[Start of Stored data]

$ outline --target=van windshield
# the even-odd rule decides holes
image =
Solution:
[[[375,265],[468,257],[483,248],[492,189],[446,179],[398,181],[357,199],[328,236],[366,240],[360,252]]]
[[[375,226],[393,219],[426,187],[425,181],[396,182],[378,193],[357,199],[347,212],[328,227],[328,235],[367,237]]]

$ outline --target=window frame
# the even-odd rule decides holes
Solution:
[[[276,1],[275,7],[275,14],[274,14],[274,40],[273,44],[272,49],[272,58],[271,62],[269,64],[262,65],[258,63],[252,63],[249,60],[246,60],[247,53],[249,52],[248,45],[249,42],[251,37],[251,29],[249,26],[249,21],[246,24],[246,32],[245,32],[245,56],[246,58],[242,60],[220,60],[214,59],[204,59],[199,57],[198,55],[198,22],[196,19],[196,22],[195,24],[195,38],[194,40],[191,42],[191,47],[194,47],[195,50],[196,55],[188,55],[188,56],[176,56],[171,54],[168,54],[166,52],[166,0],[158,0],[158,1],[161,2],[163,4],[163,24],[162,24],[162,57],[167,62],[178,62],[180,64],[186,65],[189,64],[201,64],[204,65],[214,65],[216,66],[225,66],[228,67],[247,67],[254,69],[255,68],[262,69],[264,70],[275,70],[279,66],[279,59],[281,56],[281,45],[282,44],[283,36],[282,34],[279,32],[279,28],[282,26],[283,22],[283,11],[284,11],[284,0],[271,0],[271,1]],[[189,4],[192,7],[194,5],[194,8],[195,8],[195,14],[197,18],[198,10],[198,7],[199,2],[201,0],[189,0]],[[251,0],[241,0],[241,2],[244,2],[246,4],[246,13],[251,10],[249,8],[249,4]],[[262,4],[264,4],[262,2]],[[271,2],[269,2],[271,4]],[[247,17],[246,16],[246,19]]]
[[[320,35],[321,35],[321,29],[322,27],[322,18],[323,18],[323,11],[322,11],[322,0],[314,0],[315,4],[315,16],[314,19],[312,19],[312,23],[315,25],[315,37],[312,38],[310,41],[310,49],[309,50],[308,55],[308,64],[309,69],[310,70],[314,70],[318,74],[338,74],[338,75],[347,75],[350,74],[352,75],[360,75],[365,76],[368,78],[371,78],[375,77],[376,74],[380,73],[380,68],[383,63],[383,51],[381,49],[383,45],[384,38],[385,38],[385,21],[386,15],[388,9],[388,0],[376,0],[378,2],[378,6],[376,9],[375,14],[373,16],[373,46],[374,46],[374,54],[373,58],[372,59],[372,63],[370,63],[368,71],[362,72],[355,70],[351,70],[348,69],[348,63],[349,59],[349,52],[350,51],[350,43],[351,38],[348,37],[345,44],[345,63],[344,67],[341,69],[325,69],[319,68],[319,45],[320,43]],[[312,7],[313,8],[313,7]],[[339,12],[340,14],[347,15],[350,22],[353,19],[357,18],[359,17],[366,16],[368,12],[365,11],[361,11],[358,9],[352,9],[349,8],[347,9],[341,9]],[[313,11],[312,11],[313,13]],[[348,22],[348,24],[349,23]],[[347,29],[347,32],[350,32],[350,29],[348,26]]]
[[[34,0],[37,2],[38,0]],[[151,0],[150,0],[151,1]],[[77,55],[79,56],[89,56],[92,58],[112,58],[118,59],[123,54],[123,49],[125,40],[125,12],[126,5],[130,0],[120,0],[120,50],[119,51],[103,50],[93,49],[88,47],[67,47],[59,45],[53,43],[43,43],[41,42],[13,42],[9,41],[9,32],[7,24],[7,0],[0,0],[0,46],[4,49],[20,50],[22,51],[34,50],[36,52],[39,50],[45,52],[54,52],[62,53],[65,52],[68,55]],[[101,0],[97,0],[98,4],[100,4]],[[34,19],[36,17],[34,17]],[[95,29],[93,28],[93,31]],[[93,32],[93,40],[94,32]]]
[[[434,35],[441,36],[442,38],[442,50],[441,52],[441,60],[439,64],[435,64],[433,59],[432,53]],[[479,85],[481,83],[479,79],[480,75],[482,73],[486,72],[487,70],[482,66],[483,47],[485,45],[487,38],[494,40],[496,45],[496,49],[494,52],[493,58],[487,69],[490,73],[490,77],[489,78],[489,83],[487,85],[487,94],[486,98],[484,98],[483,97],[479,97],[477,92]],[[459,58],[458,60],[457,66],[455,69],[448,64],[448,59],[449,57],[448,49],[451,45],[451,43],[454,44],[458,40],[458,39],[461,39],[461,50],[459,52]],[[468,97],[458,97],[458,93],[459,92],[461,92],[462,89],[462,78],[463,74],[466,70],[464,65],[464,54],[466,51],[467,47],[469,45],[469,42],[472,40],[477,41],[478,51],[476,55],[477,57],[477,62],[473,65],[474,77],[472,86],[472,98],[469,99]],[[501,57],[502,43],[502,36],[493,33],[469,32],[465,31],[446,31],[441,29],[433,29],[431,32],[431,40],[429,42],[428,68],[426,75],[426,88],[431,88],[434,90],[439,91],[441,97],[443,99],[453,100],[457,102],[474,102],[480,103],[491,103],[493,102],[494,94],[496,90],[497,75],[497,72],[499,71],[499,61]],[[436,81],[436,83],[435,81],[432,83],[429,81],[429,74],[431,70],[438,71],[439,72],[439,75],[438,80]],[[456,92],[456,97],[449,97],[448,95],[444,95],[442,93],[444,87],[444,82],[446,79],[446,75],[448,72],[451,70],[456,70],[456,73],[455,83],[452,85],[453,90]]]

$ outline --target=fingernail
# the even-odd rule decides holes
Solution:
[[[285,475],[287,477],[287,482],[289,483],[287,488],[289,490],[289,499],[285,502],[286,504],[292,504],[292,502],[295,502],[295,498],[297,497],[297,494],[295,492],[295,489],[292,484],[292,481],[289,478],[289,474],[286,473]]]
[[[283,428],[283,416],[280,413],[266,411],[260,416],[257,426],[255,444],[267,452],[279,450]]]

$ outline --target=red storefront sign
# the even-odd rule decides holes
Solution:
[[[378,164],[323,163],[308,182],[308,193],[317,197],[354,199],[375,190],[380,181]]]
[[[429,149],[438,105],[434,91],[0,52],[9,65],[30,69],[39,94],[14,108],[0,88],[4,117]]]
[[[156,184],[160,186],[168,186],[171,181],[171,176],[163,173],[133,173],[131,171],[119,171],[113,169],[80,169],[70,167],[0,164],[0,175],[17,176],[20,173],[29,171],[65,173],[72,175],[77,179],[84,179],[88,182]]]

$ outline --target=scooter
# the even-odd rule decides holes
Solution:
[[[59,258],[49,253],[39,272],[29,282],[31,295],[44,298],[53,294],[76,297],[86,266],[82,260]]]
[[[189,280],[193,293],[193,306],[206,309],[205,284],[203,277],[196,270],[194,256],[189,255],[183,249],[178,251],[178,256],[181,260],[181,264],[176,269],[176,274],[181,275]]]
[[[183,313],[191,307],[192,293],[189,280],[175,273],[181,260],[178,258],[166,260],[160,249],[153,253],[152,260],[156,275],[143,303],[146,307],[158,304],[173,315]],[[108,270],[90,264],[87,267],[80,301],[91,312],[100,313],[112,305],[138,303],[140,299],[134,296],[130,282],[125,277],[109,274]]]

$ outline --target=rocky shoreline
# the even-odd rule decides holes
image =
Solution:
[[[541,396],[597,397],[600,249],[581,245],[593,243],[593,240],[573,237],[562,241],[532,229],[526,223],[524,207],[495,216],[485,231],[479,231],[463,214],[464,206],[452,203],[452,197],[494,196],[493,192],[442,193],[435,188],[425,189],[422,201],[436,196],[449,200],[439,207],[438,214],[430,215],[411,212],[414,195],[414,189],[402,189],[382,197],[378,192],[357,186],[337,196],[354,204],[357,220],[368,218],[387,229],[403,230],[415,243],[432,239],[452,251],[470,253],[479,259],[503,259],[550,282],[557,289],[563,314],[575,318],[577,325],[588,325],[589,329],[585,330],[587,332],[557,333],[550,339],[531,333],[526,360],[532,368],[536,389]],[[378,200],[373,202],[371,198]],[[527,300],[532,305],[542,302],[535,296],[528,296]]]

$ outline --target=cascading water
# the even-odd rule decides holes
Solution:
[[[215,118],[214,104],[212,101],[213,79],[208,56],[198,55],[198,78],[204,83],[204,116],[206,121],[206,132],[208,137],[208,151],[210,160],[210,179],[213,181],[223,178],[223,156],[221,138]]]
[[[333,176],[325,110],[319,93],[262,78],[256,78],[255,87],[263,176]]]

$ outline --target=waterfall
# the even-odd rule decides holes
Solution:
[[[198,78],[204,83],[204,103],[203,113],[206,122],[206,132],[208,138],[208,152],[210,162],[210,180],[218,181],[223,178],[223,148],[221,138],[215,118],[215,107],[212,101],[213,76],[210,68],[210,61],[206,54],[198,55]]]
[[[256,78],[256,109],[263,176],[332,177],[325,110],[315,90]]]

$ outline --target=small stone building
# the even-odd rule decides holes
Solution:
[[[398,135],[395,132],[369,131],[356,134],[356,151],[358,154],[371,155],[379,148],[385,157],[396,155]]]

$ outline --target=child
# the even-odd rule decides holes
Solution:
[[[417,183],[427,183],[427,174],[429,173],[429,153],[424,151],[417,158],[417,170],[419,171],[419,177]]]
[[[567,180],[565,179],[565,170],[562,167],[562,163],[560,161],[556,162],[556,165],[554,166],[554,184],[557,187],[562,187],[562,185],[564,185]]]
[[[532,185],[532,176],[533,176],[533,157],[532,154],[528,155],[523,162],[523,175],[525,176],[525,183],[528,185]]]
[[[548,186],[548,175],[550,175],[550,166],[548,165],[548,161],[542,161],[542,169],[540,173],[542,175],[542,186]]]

[End of Stored data]

### [The exercise]
How many lines of the items above contain the string "outline", with case counting? Reply with the number only.

### [Response]
10